[Stated goal]: Pick out each line in the records below that contains the string "kayak", and copy those lines.

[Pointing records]
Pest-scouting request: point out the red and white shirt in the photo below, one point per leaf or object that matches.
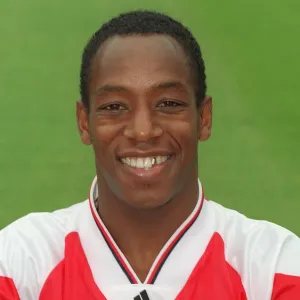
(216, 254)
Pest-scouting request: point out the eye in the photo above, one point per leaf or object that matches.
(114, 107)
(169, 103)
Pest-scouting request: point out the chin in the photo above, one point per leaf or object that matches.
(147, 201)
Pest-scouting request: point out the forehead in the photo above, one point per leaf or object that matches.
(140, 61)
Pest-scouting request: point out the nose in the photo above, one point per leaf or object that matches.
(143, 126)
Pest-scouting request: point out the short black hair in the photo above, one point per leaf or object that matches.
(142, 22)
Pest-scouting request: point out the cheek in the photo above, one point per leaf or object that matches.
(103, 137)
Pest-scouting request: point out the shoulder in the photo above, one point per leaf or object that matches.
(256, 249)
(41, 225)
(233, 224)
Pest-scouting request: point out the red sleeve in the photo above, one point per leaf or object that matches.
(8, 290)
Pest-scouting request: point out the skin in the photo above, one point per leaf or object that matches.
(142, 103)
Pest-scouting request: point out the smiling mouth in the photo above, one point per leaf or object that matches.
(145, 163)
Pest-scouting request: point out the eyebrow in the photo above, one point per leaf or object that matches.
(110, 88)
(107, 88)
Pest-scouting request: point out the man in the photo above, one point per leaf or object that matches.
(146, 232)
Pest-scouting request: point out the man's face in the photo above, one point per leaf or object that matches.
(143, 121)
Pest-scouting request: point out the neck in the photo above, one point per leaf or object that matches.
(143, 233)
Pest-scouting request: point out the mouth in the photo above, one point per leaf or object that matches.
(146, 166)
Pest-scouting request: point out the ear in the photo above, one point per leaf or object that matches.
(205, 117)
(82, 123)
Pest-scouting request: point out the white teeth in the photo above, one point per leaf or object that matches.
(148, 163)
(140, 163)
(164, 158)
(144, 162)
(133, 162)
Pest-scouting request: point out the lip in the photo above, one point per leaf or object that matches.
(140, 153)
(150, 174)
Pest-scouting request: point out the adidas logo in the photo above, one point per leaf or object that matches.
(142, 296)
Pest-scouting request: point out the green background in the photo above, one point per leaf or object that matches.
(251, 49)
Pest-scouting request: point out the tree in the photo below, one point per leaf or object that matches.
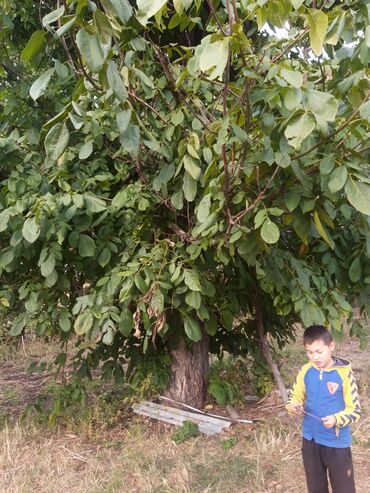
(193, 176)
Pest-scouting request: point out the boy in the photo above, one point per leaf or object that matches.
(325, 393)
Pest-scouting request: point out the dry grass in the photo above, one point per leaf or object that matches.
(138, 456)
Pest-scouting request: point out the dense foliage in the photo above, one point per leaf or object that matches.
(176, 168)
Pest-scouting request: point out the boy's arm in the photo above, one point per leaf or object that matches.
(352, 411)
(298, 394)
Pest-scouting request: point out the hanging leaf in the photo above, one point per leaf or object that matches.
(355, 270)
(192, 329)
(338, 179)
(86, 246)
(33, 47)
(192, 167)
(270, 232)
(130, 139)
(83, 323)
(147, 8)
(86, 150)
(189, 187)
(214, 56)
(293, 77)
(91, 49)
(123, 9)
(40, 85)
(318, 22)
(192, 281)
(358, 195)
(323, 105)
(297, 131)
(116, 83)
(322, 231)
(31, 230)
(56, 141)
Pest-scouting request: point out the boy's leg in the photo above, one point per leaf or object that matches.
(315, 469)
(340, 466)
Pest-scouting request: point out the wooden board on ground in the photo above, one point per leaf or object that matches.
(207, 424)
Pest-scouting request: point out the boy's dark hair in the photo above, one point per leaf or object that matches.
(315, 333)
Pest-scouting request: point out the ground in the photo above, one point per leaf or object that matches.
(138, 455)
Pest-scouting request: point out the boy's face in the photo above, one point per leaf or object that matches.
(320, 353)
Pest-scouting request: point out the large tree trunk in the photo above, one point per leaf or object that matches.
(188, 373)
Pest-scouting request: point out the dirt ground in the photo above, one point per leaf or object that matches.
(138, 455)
--
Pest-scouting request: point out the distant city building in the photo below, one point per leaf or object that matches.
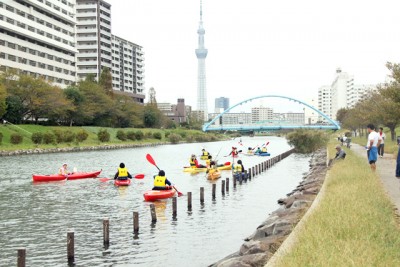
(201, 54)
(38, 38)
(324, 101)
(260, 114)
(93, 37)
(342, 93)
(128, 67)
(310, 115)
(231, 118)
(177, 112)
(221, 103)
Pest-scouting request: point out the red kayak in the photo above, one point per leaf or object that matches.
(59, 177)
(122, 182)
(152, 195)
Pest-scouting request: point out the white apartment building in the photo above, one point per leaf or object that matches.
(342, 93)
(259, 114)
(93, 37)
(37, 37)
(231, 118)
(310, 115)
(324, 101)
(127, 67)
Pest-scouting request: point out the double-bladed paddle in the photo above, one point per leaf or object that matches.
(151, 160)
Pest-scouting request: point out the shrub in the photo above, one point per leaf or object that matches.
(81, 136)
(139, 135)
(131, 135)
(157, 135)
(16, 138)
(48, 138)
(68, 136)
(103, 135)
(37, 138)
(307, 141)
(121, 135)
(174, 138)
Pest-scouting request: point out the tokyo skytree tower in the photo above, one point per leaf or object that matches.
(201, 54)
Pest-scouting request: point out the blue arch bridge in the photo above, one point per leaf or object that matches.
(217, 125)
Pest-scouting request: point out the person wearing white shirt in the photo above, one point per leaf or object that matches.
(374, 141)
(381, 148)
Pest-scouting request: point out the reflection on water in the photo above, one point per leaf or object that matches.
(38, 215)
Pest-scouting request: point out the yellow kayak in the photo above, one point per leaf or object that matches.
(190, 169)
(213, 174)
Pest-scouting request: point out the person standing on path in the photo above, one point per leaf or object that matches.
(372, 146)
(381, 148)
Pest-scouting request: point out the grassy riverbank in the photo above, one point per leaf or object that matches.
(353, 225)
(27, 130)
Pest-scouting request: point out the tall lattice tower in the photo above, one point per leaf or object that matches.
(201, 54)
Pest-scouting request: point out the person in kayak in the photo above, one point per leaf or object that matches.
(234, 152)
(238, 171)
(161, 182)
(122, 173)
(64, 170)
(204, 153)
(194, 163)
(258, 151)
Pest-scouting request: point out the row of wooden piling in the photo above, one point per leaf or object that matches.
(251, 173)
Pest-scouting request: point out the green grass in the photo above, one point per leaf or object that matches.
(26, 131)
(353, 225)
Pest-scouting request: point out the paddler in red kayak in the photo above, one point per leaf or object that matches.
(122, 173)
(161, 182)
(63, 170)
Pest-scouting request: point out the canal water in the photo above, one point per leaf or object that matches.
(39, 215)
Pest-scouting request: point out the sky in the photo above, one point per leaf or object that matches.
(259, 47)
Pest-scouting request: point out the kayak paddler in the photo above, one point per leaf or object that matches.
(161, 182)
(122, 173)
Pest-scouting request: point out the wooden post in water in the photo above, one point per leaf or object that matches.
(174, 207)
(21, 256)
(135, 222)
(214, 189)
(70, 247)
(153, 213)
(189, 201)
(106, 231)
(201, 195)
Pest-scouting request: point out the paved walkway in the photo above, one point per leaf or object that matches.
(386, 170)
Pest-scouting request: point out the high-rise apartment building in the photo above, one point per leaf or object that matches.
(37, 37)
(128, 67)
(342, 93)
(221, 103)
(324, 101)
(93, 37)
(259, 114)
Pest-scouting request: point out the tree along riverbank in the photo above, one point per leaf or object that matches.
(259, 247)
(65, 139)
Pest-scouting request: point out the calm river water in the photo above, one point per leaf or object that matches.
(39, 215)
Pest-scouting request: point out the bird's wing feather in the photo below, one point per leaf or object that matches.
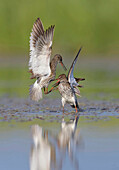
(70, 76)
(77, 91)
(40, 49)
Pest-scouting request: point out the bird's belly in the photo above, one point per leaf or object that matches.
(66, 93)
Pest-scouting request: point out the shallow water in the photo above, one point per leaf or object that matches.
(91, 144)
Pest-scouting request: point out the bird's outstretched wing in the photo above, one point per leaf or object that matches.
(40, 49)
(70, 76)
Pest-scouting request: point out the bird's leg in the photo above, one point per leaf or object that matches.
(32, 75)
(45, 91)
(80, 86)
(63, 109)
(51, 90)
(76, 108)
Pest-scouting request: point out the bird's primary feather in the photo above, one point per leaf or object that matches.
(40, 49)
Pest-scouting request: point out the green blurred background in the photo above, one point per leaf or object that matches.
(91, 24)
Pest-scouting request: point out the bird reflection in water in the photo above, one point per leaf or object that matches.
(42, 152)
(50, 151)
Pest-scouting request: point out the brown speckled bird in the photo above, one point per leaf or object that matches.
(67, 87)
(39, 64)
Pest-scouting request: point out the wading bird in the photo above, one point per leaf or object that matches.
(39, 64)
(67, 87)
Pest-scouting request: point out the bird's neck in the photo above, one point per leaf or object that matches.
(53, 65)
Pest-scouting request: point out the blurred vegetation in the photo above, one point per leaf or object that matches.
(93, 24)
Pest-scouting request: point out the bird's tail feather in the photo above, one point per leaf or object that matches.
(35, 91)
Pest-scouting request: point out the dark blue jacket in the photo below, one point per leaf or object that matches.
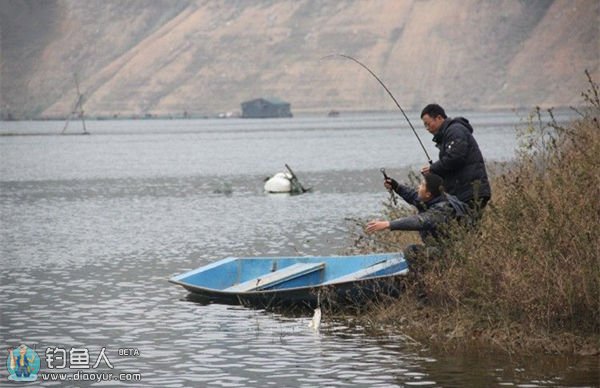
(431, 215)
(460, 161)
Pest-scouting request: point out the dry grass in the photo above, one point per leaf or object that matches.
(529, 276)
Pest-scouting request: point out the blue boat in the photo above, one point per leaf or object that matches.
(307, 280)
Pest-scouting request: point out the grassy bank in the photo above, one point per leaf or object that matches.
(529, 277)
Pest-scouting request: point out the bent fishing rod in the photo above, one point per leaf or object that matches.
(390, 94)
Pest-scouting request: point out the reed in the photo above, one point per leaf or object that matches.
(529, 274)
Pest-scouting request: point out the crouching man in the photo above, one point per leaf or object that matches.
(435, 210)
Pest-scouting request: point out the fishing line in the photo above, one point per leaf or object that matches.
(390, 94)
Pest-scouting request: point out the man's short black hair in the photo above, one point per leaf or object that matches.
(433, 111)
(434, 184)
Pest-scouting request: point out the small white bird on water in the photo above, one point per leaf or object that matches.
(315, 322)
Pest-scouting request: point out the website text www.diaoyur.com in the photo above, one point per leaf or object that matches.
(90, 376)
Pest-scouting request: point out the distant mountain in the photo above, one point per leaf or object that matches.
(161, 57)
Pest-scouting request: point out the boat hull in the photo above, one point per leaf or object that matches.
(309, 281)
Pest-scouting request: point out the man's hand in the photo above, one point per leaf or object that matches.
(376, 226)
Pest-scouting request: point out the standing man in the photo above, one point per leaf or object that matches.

[The result]:
Pest-scouting request: point out the red kayak in the photo above, one point per leaf or object that matches.
Pest-scouting request: point out the yellow kayak in the photo above, one point per leaf or object that matches.
Pest-scouting request: point out the person in kayak in the photo above, one point per leaf or object that matches.
Pest-scouting request: point out the paddler in red kayak in the photo above, one point per leaf or object that matches.
Pest-scouting request: point out the kayak paddler in the photo above, one point per leaf or object that matches.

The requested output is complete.